● Job:
Return every line of the items below that contains the word "beige". Case counts.

● Recorded data:

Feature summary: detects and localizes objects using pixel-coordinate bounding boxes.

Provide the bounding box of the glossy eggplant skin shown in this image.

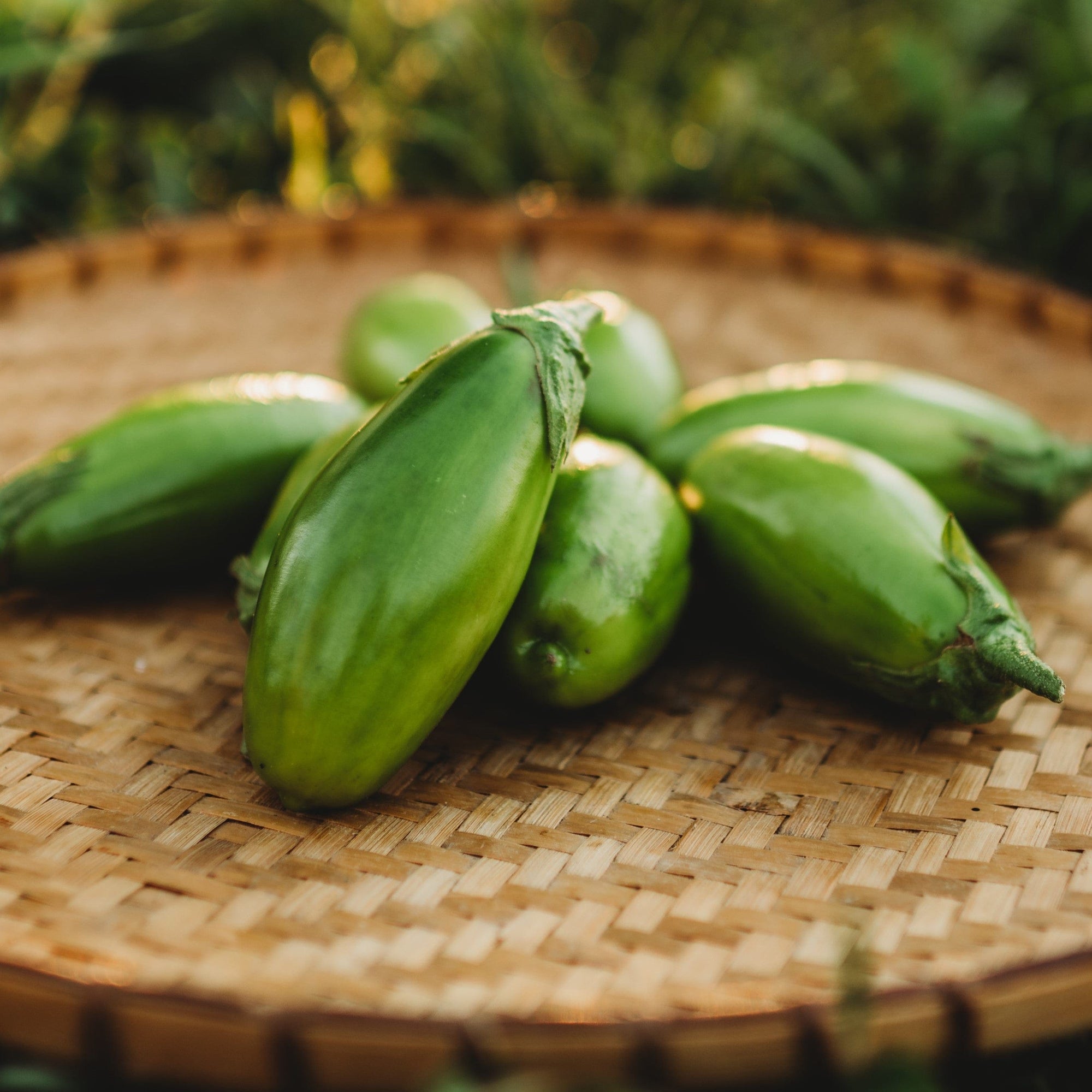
[583,292,682,450]
[244,304,596,809]
[679,426,1064,723]
[0,372,364,586]
[342,273,490,402]
[232,406,379,630]
[497,435,690,708]
[649,360,1092,536]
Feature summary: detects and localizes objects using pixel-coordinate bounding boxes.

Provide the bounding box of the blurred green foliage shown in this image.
[0,0,1092,287]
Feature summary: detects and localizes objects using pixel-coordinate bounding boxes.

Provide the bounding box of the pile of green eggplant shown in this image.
[0,274,1092,809]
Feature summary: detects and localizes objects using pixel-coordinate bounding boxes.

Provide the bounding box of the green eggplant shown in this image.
[679,425,1064,723]
[232,406,379,630]
[583,292,682,450]
[342,273,490,402]
[244,300,598,809]
[650,360,1092,535]
[497,435,690,708]
[0,372,364,586]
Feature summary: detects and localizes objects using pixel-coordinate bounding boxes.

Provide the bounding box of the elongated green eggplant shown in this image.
[342,273,489,402]
[679,425,1064,723]
[583,292,682,450]
[650,360,1092,534]
[497,435,690,708]
[244,300,598,808]
[0,372,364,586]
[232,406,379,630]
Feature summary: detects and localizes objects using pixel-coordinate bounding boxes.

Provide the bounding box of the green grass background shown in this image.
[6,0,1092,288]
[0,0,1092,1092]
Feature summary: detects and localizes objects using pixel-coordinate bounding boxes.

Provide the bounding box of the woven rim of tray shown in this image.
[0,202,1092,1088]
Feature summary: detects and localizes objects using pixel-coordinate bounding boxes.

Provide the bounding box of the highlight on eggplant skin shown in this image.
[0,372,364,587]
[679,425,1065,723]
[649,360,1092,536]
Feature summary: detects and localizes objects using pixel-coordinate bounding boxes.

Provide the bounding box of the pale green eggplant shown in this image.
[583,292,682,449]
[0,372,364,586]
[497,435,690,708]
[244,300,598,808]
[679,425,1064,723]
[649,360,1092,535]
[342,273,489,402]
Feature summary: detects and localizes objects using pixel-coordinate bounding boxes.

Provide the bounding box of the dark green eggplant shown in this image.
[583,292,682,450]
[497,435,690,708]
[0,372,364,586]
[679,425,1064,723]
[650,360,1092,535]
[232,406,379,630]
[342,273,489,402]
[244,300,598,808]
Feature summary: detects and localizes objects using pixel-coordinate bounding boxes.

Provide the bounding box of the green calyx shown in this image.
[966,436,1092,524]
[854,515,1066,724]
[0,448,87,586]
[492,297,603,468]
[941,515,1066,701]
[232,555,264,632]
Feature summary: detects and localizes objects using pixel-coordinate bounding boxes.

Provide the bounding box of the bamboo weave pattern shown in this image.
[0,206,1092,1020]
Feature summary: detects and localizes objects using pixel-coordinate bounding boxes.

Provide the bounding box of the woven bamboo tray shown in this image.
[0,205,1092,1089]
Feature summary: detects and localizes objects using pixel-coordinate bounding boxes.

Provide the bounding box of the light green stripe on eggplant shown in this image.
[342,273,489,402]
[583,292,682,450]
[497,434,690,708]
[244,301,596,808]
[232,406,379,630]
[0,372,364,586]
[649,360,1092,534]
[679,426,1064,723]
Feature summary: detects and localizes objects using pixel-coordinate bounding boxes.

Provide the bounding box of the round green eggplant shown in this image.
[583,292,682,450]
[232,406,379,630]
[0,372,364,586]
[679,425,1064,723]
[342,273,490,402]
[649,360,1092,535]
[498,435,690,708]
[244,300,597,809]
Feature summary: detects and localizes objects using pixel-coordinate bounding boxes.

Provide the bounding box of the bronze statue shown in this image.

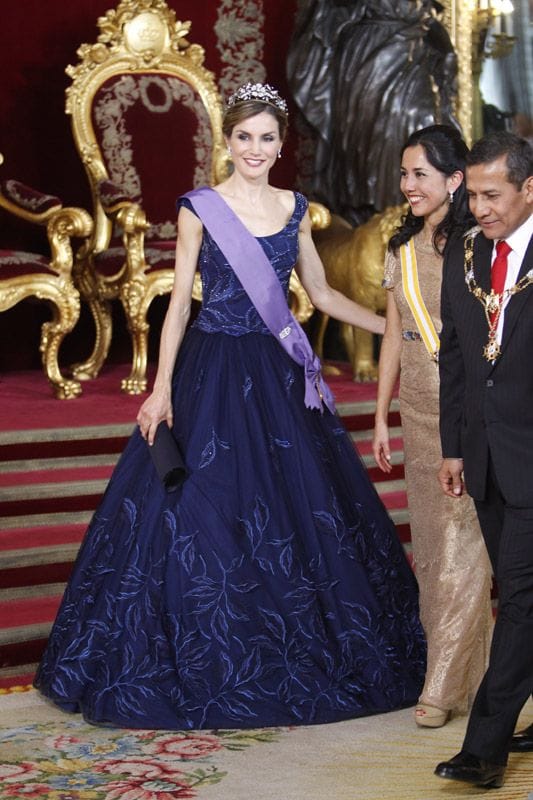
[313,204,407,382]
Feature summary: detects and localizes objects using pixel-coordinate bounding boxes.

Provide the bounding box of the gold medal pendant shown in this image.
[483,339,502,361]
[485,291,501,314]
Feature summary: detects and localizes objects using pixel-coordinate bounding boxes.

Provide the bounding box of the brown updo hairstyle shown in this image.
[222,100,289,141]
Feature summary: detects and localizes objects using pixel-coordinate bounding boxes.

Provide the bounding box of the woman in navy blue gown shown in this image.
[35,84,425,729]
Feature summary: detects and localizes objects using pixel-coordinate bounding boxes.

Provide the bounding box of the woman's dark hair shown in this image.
[389,125,475,254]
[222,100,289,141]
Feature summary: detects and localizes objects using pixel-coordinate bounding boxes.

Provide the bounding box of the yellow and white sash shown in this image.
[400,239,440,361]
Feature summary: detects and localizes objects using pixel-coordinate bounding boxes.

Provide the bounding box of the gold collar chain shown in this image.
[464,226,533,361]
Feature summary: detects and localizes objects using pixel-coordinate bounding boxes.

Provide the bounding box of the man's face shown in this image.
[466,156,533,239]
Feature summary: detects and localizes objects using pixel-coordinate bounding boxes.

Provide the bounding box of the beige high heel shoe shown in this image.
[415,703,450,728]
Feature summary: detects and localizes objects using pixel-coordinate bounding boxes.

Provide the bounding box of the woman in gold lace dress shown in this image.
[373,125,492,727]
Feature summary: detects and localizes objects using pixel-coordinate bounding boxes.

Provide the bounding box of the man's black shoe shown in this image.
[435,751,505,789]
[509,725,533,753]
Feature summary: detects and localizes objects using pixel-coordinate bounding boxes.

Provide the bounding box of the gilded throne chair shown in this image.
[0,155,92,400]
[66,0,320,394]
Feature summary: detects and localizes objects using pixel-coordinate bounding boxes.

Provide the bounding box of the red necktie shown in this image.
[490,239,511,322]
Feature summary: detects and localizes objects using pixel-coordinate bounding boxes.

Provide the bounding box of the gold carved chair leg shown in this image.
[37,284,81,400]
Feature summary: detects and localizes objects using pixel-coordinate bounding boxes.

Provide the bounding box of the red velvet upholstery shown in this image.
[1,180,61,214]
[94,239,176,276]
[0,250,52,280]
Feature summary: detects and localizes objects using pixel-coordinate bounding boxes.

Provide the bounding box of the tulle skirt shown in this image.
[35,328,425,729]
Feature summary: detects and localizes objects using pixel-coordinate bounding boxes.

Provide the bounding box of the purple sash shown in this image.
[184,186,335,414]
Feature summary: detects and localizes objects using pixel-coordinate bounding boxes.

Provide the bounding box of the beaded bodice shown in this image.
[179,192,307,336]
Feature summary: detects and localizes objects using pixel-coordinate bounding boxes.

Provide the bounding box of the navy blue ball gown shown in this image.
[35,194,425,730]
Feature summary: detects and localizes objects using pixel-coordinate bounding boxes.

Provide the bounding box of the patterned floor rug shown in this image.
[0,691,533,800]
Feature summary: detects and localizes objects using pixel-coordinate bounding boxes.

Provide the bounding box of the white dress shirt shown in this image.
[491,214,533,344]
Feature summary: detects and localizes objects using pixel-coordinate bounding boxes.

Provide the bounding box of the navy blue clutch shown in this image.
[148,420,188,492]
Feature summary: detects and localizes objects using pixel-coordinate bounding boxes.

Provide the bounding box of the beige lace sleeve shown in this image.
[381,250,398,289]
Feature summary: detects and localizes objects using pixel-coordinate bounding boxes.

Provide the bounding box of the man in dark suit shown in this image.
[435,132,533,787]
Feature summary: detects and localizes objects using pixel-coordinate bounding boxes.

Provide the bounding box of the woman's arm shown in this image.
[295,213,385,333]
[372,290,402,472]
[137,207,202,444]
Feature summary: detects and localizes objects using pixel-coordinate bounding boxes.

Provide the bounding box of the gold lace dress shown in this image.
[384,237,493,713]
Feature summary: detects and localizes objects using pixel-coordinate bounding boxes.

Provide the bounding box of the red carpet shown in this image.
[0,365,404,693]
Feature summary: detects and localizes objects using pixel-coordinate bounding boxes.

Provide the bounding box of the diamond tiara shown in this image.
[227,83,287,114]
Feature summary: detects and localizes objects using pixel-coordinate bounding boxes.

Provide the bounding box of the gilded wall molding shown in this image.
[443,0,474,144]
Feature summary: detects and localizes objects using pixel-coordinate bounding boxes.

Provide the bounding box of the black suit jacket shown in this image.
[439,233,533,508]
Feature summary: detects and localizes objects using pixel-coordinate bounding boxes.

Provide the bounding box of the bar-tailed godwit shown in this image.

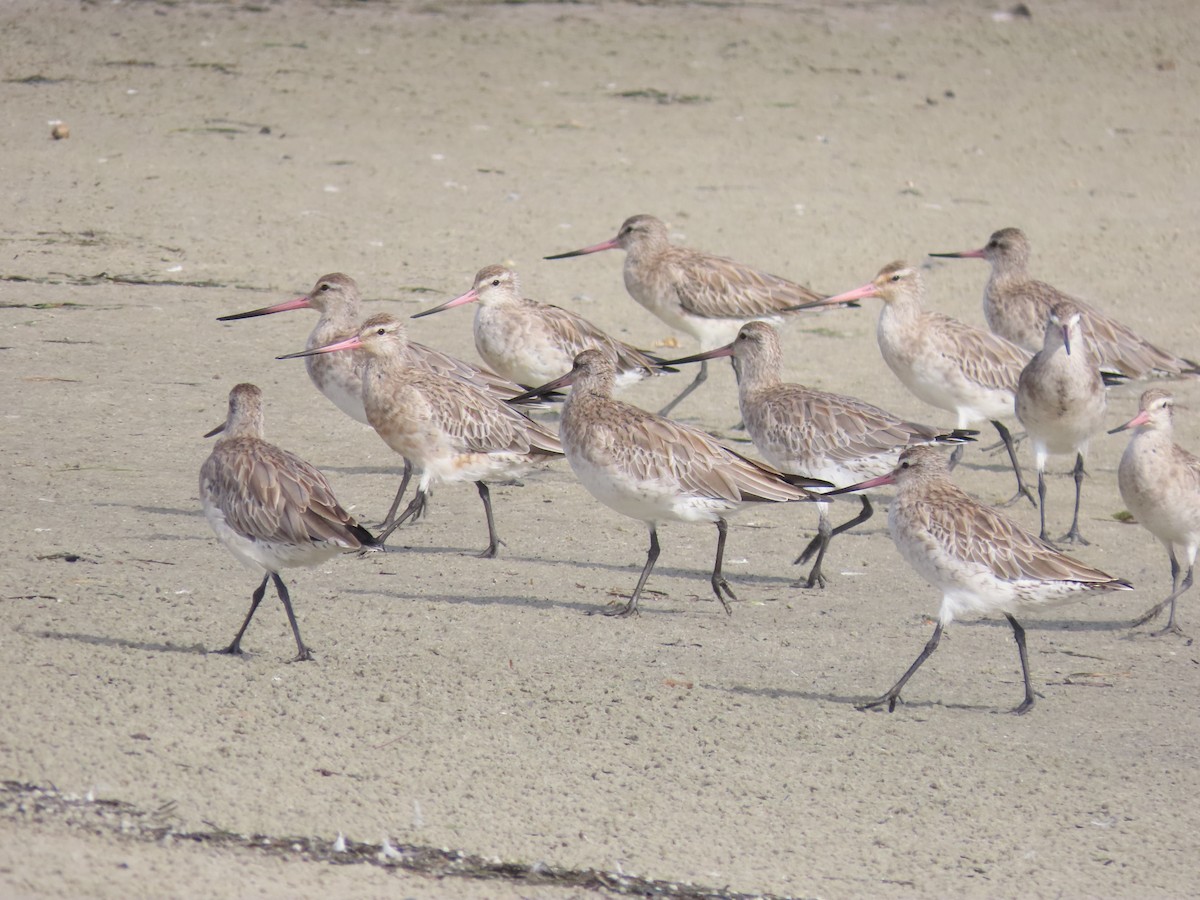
[413,265,668,389]
[546,215,822,415]
[280,313,562,558]
[670,322,978,588]
[506,349,828,616]
[1109,389,1200,635]
[217,272,549,529]
[1016,300,1108,544]
[200,384,379,661]
[930,228,1200,378]
[838,446,1133,714]
[808,262,1034,505]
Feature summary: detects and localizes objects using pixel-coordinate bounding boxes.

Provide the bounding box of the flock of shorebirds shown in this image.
[200,215,1200,713]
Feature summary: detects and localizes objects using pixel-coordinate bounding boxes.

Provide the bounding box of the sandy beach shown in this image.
[0,0,1200,900]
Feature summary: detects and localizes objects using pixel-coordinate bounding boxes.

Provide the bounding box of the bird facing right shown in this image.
[832,446,1133,714]
[1109,388,1200,635]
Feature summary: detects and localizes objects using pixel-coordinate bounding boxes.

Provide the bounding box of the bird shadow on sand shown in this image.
[701,684,1008,715]
[29,631,209,656]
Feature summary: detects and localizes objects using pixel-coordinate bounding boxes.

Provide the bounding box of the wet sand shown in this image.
[0,0,1200,898]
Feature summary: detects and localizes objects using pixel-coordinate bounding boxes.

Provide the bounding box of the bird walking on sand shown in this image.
[671,322,978,588]
[835,446,1133,714]
[1016,301,1109,544]
[280,314,563,558]
[809,262,1044,506]
[546,215,823,415]
[413,265,672,389]
[1109,389,1200,635]
[506,349,828,616]
[200,384,379,662]
[930,228,1200,379]
[217,272,540,533]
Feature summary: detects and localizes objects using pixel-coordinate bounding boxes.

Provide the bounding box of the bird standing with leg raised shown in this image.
[833,446,1133,714]
[413,265,673,389]
[1109,388,1200,635]
[200,384,379,661]
[792,260,1037,505]
[1016,300,1109,544]
[280,313,563,558]
[217,272,549,533]
[546,215,823,415]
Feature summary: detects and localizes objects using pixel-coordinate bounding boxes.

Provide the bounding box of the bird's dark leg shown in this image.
[217,572,271,656]
[1004,612,1033,715]
[1038,466,1050,544]
[1062,454,1091,546]
[988,419,1037,506]
[379,458,413,528]
[713,518,738,616]
[1133,547,1194,635]
[475,481,500,559]
[271,572,312,662]
[379,490,428,546]
[659,359,708,415]
[605,526,659,616]
[858,622,942,713]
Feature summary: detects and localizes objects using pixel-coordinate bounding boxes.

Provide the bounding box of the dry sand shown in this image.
[0,0,1200,898]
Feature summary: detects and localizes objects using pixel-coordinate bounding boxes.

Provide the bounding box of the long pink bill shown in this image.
[275,335,362,359]
[1109,409,1150,434]
[542,238,620,259]
[662,343,733,366]
[217,296,311,322]
[410,288,479,319]
[930,247,984,259]
[787,282,880,312]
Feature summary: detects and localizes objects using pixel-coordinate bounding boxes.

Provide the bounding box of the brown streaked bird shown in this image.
[217,272,547,533]
[413,265,672,389]
[670,322,978,588]
[1016,300,1109,544]
[504,349,828,616]
[930,228,1200,379]
[833,446,1133,714]
[200,384,379,661]
[809,260,1036,505]
[1109,388,1200,635]
[278,314,563,558]
[546,215,823,415]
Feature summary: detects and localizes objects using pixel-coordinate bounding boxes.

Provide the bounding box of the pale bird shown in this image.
[278,313,562,558]
[834,446,1133,714]
[1016,300,1108,544]
[930,228,1200,378]
[506,349,828,616]
[1109,389,1200,635]
[546,215,823,415]
[671,322,978,588]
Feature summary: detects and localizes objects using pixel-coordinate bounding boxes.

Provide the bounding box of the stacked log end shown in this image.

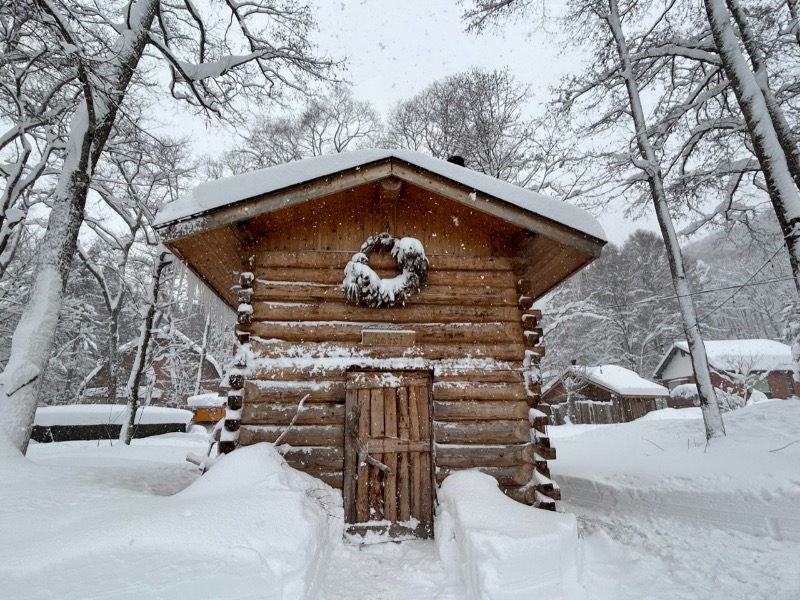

● The completed task:
Provide the bounding box of the beige high heel shoe shown in this image.
Provide the bounding box of the beige lace sleeve shown in this image.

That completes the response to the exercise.